:: INFORMATION SHOWN ::

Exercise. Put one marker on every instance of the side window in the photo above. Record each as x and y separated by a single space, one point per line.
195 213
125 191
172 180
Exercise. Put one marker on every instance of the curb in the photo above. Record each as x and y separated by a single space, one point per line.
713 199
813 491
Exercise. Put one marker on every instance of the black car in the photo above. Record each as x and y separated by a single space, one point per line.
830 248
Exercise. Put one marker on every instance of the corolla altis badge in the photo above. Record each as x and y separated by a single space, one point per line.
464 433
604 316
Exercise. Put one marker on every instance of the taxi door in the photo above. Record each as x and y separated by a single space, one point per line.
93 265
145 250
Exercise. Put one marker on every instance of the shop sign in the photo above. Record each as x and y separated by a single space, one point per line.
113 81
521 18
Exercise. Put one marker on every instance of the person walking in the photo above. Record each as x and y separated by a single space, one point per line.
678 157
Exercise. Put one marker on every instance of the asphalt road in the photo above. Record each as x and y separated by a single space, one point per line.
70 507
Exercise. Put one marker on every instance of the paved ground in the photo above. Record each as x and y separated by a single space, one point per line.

:: GOAL ::
Copy all of the rows above word for word, keeping their order and line breaks.

:: THE SOLUTION ::
Exercise. Put one marker on every instance of the side window in the photo above. Record each as x and y separated by a single space, one point per line.
195 213
125 191
172 180
Exercise. Put one marker on every instance of the curb in the photo above. Record each as x and y separated by a single space, one point per line.
713 199
813 491
Exercise. Put one marker on every instance of the black car in the photo above. Record each as x and y separated by a single space, one point per line.
830 248
Exercise. Put one marker on every instance of the corolla altis badge in the photo above. Record each as x and y separated by a single space, one point per line.
464 433
604 316
Exercise. Put one marker on every instance of the taxi door in the photo above. Record each as x and y separated by a single space, one point per line.
93 265
145 250
Exercise. Put one marker on every instance of the shop sign in the photo above. Record each as x and y separated by a single space, one point per line.
113 81
521 18
Exercise. Put one marker on every instance of the person walking in the photo above. Record each as x and y separated by a single space, one point per line.
678 157
Exercise. Put one marker on every instance of the asphalt road in the photo above. Record each as x and y separated by a single space, one point per line.
70 507
Exercise. Put one marker on every instance of the paved ground in the photo above. Record each as x and y separated by a single space, one point per line.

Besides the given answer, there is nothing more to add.